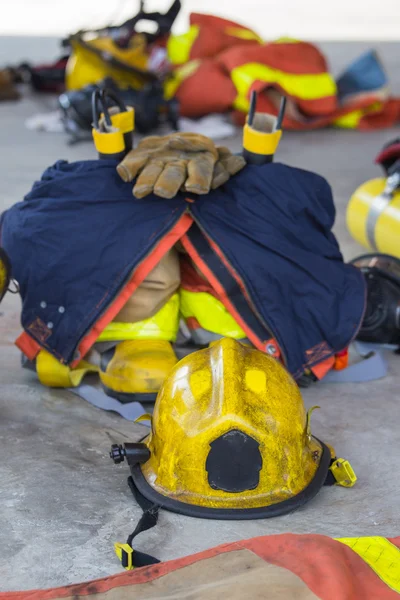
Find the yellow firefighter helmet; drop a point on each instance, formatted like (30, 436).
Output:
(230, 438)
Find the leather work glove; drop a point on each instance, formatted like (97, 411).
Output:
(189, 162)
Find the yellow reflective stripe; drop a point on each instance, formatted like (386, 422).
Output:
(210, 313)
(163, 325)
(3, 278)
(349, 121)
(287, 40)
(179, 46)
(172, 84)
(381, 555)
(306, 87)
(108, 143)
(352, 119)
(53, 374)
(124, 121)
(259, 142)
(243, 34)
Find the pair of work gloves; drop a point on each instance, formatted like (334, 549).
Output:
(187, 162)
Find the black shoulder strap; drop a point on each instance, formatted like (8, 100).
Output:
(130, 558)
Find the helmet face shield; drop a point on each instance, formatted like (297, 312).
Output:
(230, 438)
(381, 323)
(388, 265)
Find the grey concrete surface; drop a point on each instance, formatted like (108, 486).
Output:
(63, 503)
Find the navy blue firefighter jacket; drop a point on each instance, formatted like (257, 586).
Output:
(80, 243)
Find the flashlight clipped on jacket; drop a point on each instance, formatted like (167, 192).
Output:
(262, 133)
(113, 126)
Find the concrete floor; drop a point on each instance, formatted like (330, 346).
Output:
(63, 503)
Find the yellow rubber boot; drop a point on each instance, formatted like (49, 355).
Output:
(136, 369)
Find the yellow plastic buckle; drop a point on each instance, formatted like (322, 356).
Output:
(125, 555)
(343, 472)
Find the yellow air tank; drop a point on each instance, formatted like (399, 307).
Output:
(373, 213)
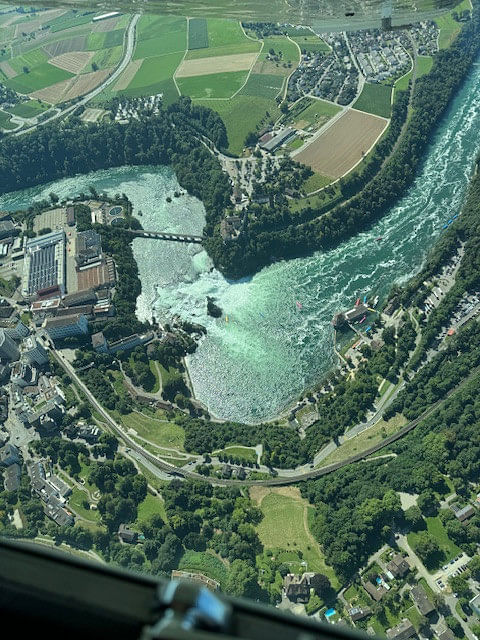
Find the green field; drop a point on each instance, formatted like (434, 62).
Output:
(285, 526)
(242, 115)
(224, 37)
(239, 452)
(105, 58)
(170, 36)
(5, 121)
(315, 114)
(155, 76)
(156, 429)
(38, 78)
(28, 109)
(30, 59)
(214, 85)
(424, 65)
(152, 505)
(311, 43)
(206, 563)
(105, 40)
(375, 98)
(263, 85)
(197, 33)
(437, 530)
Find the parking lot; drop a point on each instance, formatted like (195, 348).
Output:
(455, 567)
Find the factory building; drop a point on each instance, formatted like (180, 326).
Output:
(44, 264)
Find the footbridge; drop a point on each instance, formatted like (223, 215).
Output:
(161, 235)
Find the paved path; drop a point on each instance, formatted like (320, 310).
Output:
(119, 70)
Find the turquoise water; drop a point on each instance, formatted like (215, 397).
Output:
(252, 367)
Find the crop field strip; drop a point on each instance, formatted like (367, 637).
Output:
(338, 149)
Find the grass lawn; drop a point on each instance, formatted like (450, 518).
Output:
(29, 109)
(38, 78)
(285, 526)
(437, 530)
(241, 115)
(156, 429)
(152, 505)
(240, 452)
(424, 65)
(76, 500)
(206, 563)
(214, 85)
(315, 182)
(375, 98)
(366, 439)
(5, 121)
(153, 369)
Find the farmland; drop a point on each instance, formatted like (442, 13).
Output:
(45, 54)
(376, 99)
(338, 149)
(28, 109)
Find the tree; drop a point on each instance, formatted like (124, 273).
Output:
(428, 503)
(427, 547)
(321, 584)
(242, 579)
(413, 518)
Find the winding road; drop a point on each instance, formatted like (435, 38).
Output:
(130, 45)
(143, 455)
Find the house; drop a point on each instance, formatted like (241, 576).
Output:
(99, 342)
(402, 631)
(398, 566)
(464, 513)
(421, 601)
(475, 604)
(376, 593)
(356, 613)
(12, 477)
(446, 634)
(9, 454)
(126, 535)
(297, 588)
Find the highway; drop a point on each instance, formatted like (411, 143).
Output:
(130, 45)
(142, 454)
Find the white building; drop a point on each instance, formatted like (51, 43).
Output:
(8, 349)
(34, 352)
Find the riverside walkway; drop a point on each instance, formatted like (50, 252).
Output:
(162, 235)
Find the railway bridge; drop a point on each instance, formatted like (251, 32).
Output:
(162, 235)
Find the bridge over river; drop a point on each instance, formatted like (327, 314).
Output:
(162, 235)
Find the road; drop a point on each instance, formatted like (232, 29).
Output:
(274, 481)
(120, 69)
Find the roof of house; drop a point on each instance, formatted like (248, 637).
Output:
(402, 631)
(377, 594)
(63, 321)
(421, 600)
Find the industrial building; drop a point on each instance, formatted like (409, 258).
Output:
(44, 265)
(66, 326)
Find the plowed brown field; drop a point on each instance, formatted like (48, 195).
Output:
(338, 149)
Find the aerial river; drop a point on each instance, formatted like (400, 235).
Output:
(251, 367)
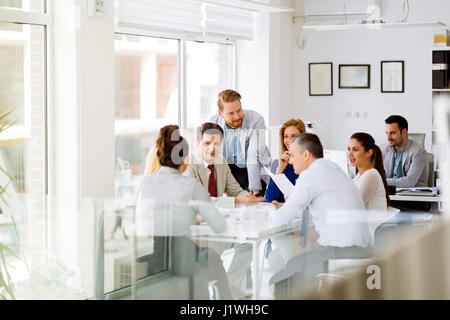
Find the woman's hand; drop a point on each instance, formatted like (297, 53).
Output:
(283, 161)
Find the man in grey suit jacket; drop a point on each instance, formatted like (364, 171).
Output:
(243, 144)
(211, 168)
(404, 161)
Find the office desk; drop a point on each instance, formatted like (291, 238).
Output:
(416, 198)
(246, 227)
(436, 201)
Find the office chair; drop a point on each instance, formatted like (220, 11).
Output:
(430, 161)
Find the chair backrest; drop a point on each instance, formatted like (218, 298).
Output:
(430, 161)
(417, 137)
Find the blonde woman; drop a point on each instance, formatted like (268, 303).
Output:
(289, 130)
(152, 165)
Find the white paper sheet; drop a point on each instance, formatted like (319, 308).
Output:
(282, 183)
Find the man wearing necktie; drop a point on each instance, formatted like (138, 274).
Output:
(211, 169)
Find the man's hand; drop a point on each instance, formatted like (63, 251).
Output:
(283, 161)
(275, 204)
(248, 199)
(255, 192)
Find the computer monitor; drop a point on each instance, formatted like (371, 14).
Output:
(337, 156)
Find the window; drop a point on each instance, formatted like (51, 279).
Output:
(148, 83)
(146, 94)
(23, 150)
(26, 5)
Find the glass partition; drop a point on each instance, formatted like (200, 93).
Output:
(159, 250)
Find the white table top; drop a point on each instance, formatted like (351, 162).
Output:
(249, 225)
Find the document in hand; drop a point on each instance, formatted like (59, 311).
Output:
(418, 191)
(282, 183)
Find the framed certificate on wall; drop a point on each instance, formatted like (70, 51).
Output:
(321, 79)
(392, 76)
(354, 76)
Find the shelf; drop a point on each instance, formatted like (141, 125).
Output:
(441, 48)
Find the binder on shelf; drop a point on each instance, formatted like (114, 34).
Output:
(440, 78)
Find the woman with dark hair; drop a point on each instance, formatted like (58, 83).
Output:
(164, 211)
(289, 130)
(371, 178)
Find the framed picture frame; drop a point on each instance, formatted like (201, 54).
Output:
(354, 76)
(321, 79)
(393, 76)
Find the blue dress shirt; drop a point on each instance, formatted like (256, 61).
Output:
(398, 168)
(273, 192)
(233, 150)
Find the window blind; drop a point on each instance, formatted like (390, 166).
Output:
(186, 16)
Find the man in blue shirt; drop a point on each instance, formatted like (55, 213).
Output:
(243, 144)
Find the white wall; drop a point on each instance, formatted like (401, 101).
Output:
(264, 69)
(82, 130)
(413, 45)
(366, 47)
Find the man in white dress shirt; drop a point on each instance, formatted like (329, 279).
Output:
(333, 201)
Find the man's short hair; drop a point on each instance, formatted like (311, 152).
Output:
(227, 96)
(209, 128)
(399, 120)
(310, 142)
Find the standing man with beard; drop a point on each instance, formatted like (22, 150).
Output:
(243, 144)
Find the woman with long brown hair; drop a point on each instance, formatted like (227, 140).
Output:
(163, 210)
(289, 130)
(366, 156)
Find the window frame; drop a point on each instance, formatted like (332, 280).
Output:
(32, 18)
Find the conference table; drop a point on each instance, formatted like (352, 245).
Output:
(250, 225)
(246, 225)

● ● ● ● ● ● ●

Report every line of the material above in which "window" appears.

EXERCISE ANSWER:
Find the window; drop a point on each instance, formatted like (51, 279).
Find the window blind; drop a point on each instance, formatted like (390, 166).
Find the window frame; drop a point on each instance, formatted like (332, 280).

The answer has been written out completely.